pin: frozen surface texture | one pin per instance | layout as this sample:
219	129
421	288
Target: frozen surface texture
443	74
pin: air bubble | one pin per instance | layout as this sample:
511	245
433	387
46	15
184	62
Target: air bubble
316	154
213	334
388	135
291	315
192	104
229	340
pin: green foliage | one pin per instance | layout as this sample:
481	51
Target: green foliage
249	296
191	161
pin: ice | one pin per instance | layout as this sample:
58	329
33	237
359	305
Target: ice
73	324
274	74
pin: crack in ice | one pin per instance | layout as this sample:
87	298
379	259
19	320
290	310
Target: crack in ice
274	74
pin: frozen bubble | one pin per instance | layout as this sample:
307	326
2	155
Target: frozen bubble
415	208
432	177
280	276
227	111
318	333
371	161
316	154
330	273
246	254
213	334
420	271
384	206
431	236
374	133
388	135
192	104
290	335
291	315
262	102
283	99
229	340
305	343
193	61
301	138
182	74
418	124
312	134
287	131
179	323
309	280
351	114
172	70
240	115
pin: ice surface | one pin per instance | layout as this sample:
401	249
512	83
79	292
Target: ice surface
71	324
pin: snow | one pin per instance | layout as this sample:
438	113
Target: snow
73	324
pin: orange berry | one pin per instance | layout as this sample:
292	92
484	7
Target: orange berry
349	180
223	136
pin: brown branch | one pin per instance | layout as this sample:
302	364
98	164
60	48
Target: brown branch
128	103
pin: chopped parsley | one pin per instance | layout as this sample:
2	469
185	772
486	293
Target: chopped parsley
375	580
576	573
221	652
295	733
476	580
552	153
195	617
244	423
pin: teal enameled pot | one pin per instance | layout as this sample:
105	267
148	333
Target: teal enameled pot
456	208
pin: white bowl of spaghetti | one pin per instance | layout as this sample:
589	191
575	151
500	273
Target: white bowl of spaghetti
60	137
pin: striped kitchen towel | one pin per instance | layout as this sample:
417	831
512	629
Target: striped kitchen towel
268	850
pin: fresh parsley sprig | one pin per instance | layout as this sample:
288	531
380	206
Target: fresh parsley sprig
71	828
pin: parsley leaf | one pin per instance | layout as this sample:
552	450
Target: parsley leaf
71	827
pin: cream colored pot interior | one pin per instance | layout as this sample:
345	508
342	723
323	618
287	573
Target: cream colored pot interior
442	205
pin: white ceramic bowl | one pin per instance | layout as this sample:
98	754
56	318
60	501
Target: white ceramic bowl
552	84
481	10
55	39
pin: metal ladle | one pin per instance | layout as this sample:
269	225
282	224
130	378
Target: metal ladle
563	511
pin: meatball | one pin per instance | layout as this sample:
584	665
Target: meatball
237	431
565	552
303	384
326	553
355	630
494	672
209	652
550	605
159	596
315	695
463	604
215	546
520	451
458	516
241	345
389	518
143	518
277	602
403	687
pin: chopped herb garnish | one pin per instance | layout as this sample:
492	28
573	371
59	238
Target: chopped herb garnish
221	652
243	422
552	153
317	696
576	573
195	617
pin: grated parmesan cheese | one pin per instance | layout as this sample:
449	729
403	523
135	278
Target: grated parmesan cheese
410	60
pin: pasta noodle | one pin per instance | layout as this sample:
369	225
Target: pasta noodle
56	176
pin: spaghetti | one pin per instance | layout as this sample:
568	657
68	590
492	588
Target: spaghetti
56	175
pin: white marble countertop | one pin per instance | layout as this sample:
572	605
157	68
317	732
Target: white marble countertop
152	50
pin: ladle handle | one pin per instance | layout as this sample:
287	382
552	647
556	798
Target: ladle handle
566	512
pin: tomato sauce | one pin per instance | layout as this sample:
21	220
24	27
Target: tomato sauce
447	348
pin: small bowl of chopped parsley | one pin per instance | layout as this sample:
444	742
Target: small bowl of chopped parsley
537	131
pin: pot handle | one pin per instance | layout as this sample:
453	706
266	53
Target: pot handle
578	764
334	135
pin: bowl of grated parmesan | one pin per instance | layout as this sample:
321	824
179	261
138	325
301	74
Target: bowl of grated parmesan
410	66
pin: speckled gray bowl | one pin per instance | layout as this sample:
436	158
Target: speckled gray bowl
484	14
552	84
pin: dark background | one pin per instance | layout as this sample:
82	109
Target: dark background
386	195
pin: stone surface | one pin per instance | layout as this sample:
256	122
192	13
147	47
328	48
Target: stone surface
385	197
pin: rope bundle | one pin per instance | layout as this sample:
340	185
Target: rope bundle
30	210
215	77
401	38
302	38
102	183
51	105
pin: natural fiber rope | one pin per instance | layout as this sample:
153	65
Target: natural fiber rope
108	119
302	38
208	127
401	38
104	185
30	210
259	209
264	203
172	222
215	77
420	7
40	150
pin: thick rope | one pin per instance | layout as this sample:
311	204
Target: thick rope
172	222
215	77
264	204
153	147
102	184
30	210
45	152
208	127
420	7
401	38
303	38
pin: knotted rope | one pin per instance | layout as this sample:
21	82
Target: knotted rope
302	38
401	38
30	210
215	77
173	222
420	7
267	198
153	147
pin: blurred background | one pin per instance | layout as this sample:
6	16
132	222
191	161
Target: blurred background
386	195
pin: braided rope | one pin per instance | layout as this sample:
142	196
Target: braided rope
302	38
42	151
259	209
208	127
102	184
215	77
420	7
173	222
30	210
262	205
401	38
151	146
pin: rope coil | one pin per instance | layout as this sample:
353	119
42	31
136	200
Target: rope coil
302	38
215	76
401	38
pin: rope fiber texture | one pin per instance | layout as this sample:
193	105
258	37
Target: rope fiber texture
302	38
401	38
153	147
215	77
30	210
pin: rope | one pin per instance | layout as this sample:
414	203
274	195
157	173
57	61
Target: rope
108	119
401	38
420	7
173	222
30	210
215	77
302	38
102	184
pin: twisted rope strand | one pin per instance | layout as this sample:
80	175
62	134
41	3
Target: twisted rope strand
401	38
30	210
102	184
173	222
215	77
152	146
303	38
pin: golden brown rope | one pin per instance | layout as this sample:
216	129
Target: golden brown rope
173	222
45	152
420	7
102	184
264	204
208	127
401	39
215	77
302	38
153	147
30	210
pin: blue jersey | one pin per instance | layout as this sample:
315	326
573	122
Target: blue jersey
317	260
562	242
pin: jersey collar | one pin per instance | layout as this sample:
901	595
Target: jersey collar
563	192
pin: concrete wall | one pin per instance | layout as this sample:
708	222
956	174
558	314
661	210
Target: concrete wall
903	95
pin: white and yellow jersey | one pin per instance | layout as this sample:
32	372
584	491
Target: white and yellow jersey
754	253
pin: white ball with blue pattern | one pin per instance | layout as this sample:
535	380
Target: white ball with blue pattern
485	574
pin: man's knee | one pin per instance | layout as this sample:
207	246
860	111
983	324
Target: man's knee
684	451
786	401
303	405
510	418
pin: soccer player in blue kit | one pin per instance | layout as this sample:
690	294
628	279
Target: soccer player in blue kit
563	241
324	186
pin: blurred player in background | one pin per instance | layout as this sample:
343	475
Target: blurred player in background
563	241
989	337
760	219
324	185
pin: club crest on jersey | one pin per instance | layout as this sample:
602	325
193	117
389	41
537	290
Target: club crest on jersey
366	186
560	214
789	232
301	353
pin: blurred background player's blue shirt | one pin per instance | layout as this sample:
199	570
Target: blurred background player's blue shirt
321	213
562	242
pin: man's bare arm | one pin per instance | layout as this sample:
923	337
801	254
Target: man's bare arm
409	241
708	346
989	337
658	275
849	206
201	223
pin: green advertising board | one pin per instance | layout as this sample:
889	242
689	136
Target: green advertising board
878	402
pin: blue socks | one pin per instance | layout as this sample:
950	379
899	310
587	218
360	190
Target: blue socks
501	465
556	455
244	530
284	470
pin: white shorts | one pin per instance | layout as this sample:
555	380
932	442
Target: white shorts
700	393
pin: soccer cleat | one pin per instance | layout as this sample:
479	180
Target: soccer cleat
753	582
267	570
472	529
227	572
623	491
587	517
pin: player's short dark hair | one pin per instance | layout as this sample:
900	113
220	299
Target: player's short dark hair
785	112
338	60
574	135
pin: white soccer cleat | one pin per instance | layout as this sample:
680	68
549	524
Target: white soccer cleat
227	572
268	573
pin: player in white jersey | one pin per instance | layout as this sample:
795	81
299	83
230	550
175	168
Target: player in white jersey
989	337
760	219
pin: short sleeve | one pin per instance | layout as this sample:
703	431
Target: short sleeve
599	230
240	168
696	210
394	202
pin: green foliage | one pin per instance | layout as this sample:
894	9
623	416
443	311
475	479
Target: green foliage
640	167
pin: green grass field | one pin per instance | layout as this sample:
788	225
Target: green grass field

▶ [What to produce]: Tallying every line that holds the string "grass", report the total for the records and nothing else.

▶ [Solution for this exercise]: 2